##### Supplied records #####
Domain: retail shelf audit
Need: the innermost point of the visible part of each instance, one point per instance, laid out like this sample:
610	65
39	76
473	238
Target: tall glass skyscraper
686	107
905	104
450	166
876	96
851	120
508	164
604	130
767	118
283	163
#####
Each entry must be output exactly as it was written.

Domain: retail shelf audit
Need: the innermost point of the visible part of each instance, one point per instance, laid out like this sample:
610	65
39	76
473	238
Target: tall glass skyscraper
686	107
905	104
450	166
876	96
851	120
508	164
604	130
767	118
283	163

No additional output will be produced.